--- START OF Supplied records ---

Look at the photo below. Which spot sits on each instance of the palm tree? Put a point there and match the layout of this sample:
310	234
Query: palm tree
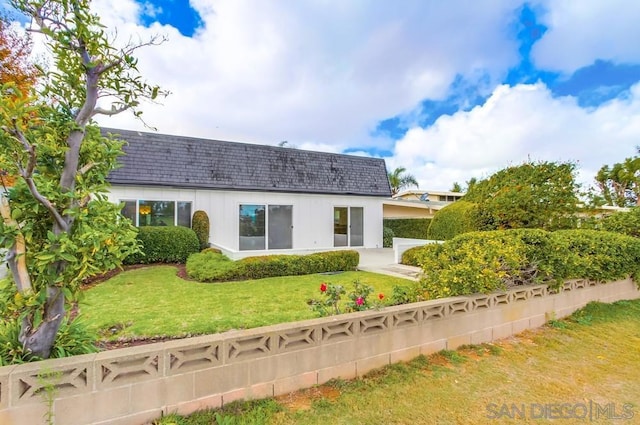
399	179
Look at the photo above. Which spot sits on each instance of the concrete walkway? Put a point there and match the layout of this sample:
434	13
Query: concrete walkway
381	260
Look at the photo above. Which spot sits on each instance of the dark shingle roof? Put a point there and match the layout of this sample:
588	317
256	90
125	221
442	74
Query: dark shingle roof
164	160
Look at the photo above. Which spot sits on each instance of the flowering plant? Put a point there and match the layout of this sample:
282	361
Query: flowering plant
358	297
330	304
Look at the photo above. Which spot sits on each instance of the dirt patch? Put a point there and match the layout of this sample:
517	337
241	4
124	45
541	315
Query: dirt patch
303	400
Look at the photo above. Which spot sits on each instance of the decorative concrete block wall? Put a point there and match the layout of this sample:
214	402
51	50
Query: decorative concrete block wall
136	385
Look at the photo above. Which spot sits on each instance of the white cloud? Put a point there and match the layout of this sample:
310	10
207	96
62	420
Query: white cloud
322	72
517	124
579	32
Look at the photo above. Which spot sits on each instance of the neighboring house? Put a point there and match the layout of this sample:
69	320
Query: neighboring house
418	203
429	195
259	199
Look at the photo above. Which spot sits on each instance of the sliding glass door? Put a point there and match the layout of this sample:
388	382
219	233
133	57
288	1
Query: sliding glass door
348	226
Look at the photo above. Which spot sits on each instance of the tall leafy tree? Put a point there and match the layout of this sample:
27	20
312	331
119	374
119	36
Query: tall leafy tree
57	224
15	67
532	195
399	179
619	185
15	63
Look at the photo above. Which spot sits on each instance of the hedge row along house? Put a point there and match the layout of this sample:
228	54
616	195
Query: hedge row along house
259	199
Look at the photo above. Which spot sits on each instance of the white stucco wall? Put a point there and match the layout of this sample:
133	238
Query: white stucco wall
312	215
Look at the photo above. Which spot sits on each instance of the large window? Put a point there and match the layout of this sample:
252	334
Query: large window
265	227
158	213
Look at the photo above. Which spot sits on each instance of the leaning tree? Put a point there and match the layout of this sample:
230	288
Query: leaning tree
58	226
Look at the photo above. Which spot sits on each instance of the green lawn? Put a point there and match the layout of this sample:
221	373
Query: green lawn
585	365
153	301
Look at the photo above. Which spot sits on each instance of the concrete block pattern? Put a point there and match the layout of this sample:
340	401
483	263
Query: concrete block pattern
288	385
5	373
458	340
71	376
134	385
343	371
188	407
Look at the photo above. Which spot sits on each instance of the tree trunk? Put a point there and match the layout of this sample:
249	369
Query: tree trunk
40	341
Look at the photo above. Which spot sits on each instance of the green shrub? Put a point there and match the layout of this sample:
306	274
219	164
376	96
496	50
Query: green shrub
627	223
200	225
482	262
73	338
212	267
165	244
454	219
596	255
387	237
211	249
412	228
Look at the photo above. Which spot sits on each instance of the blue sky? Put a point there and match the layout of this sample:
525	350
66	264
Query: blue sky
450	90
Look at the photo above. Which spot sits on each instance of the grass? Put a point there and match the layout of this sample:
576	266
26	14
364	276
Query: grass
591	360
153	301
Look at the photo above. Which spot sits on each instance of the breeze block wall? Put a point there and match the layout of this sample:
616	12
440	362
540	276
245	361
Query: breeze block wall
138	384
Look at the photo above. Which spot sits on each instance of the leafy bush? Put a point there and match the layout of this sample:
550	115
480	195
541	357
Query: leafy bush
165	244
482	262
212	267
73	338
387	237
627	223
596	255
533	195
412	228
454	219
200	225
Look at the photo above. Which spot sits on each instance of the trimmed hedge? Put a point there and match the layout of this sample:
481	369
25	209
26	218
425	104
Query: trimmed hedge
200	225
627	223
413	228
212	267
483	262
454	219
164	244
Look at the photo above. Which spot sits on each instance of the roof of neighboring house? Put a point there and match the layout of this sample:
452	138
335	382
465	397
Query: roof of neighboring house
416	193
177	161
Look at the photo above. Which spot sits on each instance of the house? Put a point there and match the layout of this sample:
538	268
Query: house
418	203
259	199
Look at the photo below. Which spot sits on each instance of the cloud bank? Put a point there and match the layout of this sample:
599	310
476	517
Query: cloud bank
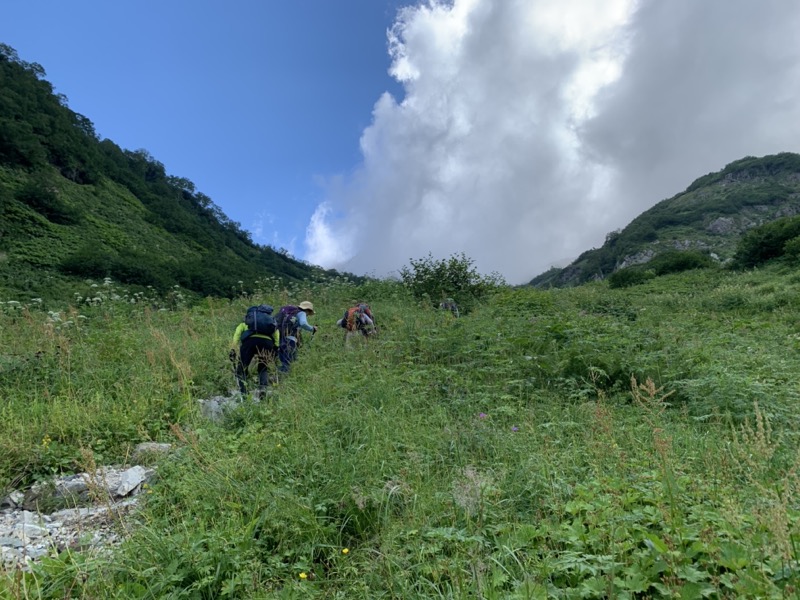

--- END OF Supplied records ---

Extract each line of the records above that contains the string "pattern", treating uppercase and lowercase letters as distinct.

Look at the photo above. Which spot sits on each instance of the concrete block pattern? Put a point there and match the layout of this sample:
Query: concrete block pattern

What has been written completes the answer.